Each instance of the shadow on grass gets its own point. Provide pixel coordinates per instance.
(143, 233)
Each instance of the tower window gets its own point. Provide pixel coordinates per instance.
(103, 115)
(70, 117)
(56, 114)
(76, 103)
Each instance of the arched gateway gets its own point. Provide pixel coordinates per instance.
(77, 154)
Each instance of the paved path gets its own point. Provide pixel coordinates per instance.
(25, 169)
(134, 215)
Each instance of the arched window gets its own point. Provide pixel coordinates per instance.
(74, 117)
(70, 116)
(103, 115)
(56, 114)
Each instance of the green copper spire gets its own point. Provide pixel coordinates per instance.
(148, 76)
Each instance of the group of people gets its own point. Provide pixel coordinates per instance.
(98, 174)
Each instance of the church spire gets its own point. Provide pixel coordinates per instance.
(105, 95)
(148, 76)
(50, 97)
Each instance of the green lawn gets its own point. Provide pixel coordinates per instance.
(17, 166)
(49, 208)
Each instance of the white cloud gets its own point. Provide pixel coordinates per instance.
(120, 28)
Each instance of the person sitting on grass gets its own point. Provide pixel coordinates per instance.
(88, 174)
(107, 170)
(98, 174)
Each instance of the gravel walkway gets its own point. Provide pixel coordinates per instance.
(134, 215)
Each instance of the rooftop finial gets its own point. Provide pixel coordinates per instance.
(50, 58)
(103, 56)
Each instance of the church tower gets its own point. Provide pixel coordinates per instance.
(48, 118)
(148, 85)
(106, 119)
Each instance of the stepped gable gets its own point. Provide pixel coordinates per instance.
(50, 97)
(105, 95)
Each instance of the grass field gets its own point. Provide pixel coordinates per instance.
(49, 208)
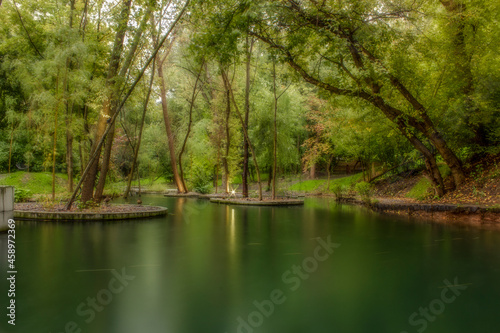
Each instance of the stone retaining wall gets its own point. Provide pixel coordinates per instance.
(6, 205)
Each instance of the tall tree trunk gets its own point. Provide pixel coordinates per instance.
(168, 128)
(54, 146)
(69, 109)
(191, 105)
(275, 132)
(425, 126)
(10, 146)
(107, 111)
(244, 176)
(120, 76)
(136, 150)
(463, 69)
(245, 132)
(329, 164)
(99, 144)
(225, 161)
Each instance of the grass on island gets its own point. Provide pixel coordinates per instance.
(312, 185)
(36, 183)
(423, 188)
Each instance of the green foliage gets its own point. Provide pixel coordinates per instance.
(365, 191)
(421, 190)
(307, 185)
(35, 182)
(86, 205)
(22, 195)
(200, 181)
(339, 190)
(347, 182)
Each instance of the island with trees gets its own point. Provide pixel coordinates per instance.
(381, 102)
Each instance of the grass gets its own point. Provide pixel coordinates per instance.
(36, 182)
(307, 185)
(420, 190)
(320, 184)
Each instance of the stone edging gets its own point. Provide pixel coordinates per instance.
(81, 216)
(287, 202)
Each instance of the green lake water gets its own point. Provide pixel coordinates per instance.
(210, 268)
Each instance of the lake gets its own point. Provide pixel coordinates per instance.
(217, 268)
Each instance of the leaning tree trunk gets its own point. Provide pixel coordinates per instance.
(99, 144)
(136, 150)
(225, 161)
(168, 128)
(106, 160)
(89, 181)
(244, 177)
(245, 132)
(191, 106)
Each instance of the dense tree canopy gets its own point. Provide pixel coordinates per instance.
(204, 91)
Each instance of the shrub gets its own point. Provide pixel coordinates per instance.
(200, 181)
(339, 190)
(22, 195)
(365, 191)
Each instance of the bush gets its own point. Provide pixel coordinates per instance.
(365, 191)
(339, 190)
(200, 181)
(22, 195)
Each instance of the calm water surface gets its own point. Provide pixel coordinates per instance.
(213, 268)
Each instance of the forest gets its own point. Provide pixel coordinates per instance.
(210, 93)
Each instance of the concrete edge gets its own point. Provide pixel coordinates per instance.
(276, 203)
(80, 216)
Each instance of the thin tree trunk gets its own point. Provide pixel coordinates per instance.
(244, 177)
(10, 146)
(275, 134)
(225, 162)
(191, 105)
(54, 146)
(107, 112)
(69, 113)
(328, 172)
(121, 75)
(136, 150)
(168, 128)
(151, 58)
(245, 132)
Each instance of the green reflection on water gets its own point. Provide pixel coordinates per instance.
(202, 267)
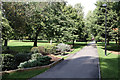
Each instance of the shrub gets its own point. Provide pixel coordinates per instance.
(50, 49)
(63, 47)
(41, 50)
(8, 51)
(34, 50)
(41, 61)
(36, 55)
(21, 57)
(8, 62)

▶ **Task**: Please transcribe each entry exactly and exclude any image it contains.

▶ **The answer**:
Each instance of the shadow on grass gets its own point. Provide pixel coordinates per instance.
(143, 233)
Each instance of the tower window gets its own point. Provide pixel coordinates per instance.
(103, 115)
(70, 117)
(56, 114)
(76, 103)
Each instance of the arched gateway gets its own point. Provide pixel coordinates per instance.
(77, 154)
Each instance of the paved path gets its own point. Provide pixel coordinates per instance.
(25, 169)
(134, 215)
Each instance of the arched window gets its own point. Provide pixel coordinates per instance.
(74, 117)
(70, 116)
(103, 115)
(56, 114)
Each instance of the green copper spire gets its own point. Provide pixel coordinates per instance.
(148, 76)
Each instance of the group of people gets its own point. Provide pixel coordinates per instance.
(98, 174)
Each instance of the church spire gets its own point. Provide pixel coordinates per instance.
(105, 95)
(148, 76)
(50, 97)
Each instance of the green lawn gets its own point. Provide pixel coordinates per instance.
(17, 166)
(49, 208)
Each instance of the white cloud gets its own point. Provide pixel coordinates per instance.
(120, 28)
Each instance of the person sitting on grass gets its own point. Provide pixel coordinates per instance.
(88, 174)
(107, 170)
(98, 174)
Each instance of the gravel walkway gets its own point. Provide pixel coordinates per instance.
(134, 215)
Each instance of the rooftop finial gets its own point. Provide pixel coordinates per instance.
(50, 58)
(103, 56)
Each instance of the church tower gets its own point. Provide pixel coordinates per instance.
(48, 118)
(148, 85)
(106, 119)
Each instance of the stepped gable gets its own point. Provide pixel coordinates per instance.
(50, 97)
(105, 95)
Each instance of the grass field gets its own point. Provide pixel coordinates per instance.
(49, 208)
Each instance of the stone retaining wall gets its own point. Provide pixel coordinates per instance.
(6, 205)
Each instance of the tall tree trunk gets its own point. Provide pixel coordinates per instance.
(168, 128)
(54, 146)
(69, 109)
(191, 105)
(275, 132)
(425, 126)
(10, 146)
(107, 111)
(244, 176)
(120, 76)
(136, 150)
(463, 69)
(245, 132)
(329, 164)
(99, 144)
(225, 161)
Each instance of the grass on island gets its own point. Provide pixel coordinates per instance.
(312, 185)
(36, 183)
(423, 188)
Each instance of the green foliage gets its own point. Provide pixel coordinates per instance.
(365, 191)
(421, 190)
(307, 185)
(35, 182)
(86, 205)
(22, 195)
(200, 181)
(339, 190)
(347, 182)
Each instance of the island with trees gets its own point. Provide pixel coordinates per instance.
(381, 102)
Each instance of the grass gets its own point. Provide pixel coordinates per instance.
(36, 182)
(307, 185)
(420, 190)
(320, 184)
Each instance of the stone edging gets its own point. Provide pixel coordinates per instance.
(81, 216)
(287, 202)
Each instance of the green lake water gets its own point. Provide pixel coordinates per instance.
(210, 268)
Each instance of the lake gets its own point. Provide pixel coordinates per instance.
(217, 268)
Each instance of the leaning tree trunk gets its own point. Provide pixel coordinates per instance.
(99, 144)
(136, 150)
(225, 161)
(168, 128)
(106, 160)
(89, 181)
(244, 177)
(245, 132)
(191, 106)
Each instance of the dense tree canopy gets its own point. Provide pixel coordinates per instance.
(204, 91)
Each instance of the shrub gets its own point. Provide pixel coordinates per instance.
(200, 181)
(339, 190)
(22, 195)
(365, 191)
Each instance of the bush gets its own point. Provide pixel coordinates per instance.
(365, 191)
(339, 190)
(200, 181)
(22, 195)
Each instance of the calm water surface gets its own point. Provide pixel coordinates per instance.
(213, 268)
Each instance of the forest gets its own point. Provide pixel coordinates per instance.
(210, 93)
Each instance of the concrete edge gets its own point. Provide pixel coordinates per instance.
(276, 203)
(80, 216)
Each instance of the thin tree trunk gets its own point. Provide pixel coordinates per instance.
(244, 177)
(10, 146)
(275, 134)
(225, 162)
(191, 105)
(54, 146)
(107, 112)
(69, 113)
(328, 172)
(121, 75)
(136, 150)
(168, 128)
(151, 58)
(245, 132)
Each instance of the green reflection on water gets its own point. Provide pixel coordinates per instance.
(202, 267)
Each instance of the shrub gets its own point. Provide pixel coordinates per instance.
(50, 49)
(63, 47)
(41, 50)
(8, 51)
(34, 50)
(41, 61)
(36, 55)
(21, 57)
(8, 62)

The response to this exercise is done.